* JOB *
From the data below, copy out word for word the lines beginning at the one that contains "Shelf-audit tagging: for every instance of the windshield wiper" and ending after the one that contains "x=722, y=326", both included.

* RAW DATA *
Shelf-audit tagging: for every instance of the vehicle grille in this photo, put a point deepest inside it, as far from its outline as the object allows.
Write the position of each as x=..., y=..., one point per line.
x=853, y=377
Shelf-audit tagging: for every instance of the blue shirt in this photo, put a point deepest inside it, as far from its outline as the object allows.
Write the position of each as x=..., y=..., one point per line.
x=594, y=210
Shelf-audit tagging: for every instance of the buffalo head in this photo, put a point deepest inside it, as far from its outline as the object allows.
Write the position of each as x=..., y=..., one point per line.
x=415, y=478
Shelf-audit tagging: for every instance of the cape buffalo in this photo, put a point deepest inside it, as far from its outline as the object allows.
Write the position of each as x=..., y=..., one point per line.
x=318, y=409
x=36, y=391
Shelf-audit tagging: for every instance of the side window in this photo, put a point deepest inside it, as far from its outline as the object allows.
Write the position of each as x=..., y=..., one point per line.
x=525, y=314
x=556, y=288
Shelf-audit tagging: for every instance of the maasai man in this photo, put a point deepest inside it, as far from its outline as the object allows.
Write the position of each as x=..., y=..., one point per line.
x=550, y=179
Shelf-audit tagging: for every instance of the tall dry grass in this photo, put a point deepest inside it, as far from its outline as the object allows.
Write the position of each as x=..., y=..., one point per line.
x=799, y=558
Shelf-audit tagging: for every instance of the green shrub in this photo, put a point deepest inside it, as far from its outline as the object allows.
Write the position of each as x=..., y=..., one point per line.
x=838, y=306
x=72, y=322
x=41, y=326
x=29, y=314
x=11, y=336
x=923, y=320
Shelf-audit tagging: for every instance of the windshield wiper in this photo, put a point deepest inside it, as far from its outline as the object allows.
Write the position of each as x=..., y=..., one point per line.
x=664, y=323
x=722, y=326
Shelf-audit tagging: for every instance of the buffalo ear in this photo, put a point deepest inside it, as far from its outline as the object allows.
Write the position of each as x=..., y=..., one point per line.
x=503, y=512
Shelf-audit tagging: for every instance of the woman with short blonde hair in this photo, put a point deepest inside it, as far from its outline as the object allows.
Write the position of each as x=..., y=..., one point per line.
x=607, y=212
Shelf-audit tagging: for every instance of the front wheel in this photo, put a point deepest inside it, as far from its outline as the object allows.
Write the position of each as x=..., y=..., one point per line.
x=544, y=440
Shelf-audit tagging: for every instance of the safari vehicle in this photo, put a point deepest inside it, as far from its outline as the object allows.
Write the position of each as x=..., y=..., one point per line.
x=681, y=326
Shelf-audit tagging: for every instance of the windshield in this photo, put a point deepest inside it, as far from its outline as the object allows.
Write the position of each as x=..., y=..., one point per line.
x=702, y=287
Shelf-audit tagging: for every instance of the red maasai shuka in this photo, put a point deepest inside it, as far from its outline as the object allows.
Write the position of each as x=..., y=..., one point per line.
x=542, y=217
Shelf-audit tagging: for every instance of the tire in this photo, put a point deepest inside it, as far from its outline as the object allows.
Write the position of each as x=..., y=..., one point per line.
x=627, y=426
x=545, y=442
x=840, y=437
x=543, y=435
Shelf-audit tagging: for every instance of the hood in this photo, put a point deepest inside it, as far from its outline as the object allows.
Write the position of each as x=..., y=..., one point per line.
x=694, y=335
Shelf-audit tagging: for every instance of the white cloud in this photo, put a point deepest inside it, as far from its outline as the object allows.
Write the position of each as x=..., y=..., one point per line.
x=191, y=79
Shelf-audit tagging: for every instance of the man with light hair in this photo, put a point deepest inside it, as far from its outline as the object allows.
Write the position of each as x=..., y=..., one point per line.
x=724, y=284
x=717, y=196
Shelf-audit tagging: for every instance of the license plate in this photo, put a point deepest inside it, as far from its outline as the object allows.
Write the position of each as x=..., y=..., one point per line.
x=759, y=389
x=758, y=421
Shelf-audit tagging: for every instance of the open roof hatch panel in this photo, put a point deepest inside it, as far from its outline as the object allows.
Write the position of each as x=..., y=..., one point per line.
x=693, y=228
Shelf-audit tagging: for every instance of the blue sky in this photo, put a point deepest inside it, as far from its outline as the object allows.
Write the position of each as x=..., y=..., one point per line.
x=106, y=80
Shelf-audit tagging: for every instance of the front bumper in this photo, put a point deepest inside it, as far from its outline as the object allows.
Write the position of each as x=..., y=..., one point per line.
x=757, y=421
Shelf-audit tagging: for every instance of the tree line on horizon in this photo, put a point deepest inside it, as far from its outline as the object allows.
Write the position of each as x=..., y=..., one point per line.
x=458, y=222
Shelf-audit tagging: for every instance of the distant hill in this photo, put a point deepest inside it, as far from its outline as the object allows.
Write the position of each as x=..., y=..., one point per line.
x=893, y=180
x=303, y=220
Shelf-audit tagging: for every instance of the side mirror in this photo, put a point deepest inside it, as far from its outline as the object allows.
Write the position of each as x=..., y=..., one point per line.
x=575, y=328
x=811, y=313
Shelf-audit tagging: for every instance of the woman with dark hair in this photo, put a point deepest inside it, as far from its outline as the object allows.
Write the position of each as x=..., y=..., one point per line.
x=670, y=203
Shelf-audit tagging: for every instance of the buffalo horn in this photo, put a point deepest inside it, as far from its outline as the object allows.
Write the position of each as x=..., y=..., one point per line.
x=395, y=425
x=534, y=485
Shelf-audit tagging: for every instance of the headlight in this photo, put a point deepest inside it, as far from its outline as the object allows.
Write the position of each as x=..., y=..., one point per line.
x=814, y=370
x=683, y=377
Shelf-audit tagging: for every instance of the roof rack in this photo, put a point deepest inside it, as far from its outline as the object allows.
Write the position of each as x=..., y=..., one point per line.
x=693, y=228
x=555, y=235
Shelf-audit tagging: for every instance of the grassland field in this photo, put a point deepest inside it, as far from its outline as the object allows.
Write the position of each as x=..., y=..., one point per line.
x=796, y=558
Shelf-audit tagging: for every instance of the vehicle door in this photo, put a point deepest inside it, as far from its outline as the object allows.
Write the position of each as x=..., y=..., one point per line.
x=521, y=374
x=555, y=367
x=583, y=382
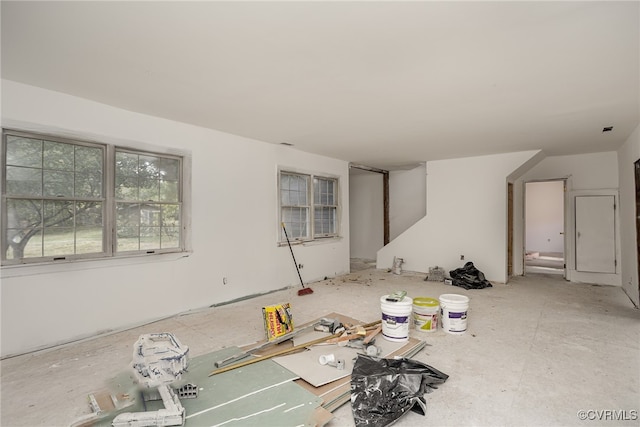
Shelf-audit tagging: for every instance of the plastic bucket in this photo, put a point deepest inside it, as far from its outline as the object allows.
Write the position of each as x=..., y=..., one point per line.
x=425, y=314
x=395, y=318
x=453, y=313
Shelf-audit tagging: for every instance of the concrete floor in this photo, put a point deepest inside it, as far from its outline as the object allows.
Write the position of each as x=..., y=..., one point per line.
x=537, y=351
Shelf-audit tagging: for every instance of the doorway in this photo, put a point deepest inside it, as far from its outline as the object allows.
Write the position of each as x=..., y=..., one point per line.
x=544, y=227
x=368, y=214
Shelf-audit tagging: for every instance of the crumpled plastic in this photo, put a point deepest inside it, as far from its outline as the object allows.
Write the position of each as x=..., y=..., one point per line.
x=383, y=390
x=469, y=277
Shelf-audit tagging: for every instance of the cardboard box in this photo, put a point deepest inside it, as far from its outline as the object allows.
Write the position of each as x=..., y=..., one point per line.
x=278, y=320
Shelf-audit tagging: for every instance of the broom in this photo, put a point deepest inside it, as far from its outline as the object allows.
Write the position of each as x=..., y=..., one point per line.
x=303, y=291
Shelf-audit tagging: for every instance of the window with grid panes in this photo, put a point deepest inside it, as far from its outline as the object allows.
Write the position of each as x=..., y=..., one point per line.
x=308, y=206
x=58, y=204
x=324, y=207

* FULL OUTPUT *
Shelf-audit tagging: for every instance of the windshield wiper in this photo, put a point deepest inside it, as far from its outline as the object allows.
Write the position of each as x=..., y=..., one point per line.
x=664, y=323
x=722, y=326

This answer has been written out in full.